Text segment =
Running up that hill – Cardiac Hill

Kramer VineyardsWe interrupt this armchair travel series on Rioja with a short trip to the Willamette Valley for two different Oregon Pinot Noirs, brought to you by Kramer Vineyards.

First up, the 2010 Cardiac Hill Pinot Noir, which is from the steepest part of the estate vineyards that Kramer sources fruit from.  Planted in 1995, with rich red soils and ribbons of clay running through the slopes.

Hand harvested blocks due to the steep slopes were treated to a 25% new French oak treatment, and slept for 18 months, where it was then bottled unfined and unfiltered.  The resulting wine is bright and slightly cloudy, with tangering, cranberry, wild strawberry and brilliant acid.  I love the woodsy note on the nose, and the earthy violets in the glass that opens up to tart cherries and cinnamon spice on the finish.  I loved having the comparison to the next wine, but the Cardiac Hill can go on for days, and belies the more traditionally bolder, bigger style of many 2010 wines from the region.  $40

In contract, the 2010 Rebecca’s Reserve comes from just over the field from the Cardiac Hill, but was planted with a higher density.  The grape clusters here are smaller, and tighter, creating wines with more depth and complexity.

Provided data =
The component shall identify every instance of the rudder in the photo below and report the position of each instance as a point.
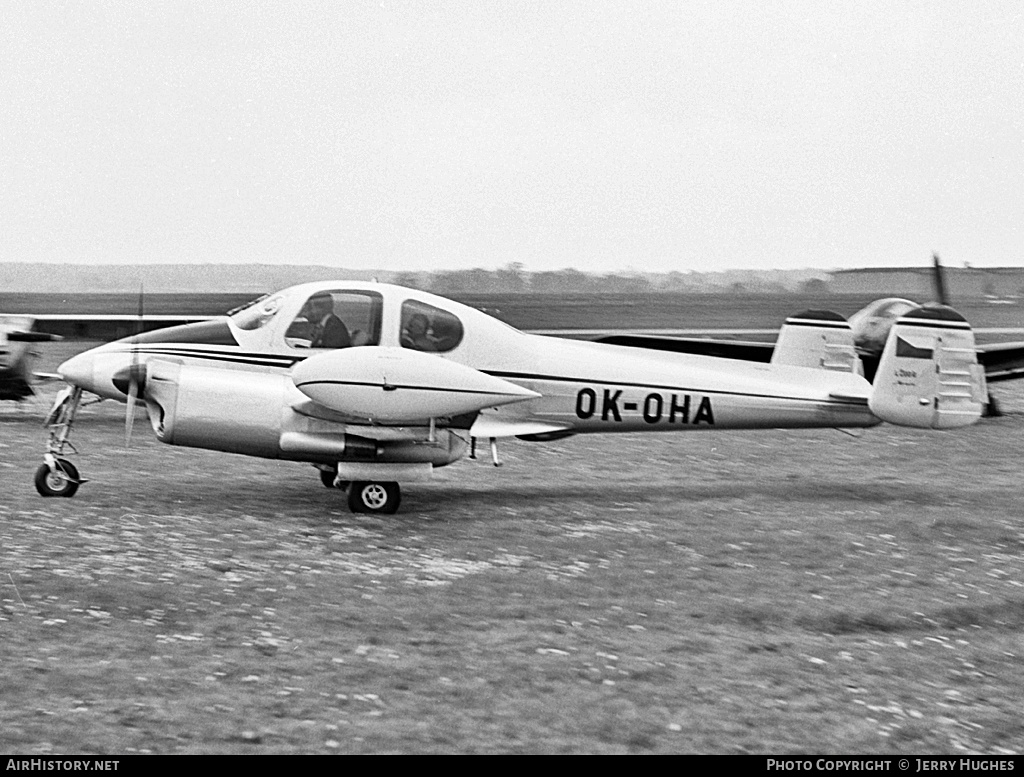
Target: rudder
(929, 376)
(816, 339)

Written problem A =
Can you write out the passage of the Kramer Vineyards Pinot Noir post that opens with the words containing "In contract, the" and closes with "depth and complexity."?
Written problem B =
Can you extend the Kramer Vineyards Pinot Noir post from the point where it stops?
This data was taken from a separate source.

Exercise output A =
In contract, the 2010 Rebecca’s Reserve comes from just over the field from the Cardiac Hill, but was planted with a higher density.  The grape clusters here are smaller, and tighter, creating wines with more depth and complexity.

Exercise output B =
Also harvested by hand, the fruit is given the same oak treatment as Cardiac Hill but had an extra month on oak before bottling.  The result is bright red fruit on the nose, with strawberry, crushed raspberry, berry jam, and rich brown sugar.  It is more lush and rounded, with a burst of lemon zest and blood orange on the finish.  I love the baking spice on the palate along with vanilla and cola, with a long lingering finish.  $35

Check out Kramer’s Wines for great examples of Pinot Noir from Oregon’s Yamhill-Carlton region.  Small and mighty, winemaker Kimberly Kramer continue to impress with each passing vintage, be it still or sparkling.

Cheers!

These wines were provided by the winery for a live twitter tasting, always a raucous good time.  Check out #drinkkramerwine and #tastekramerwine for off the cuff commentary!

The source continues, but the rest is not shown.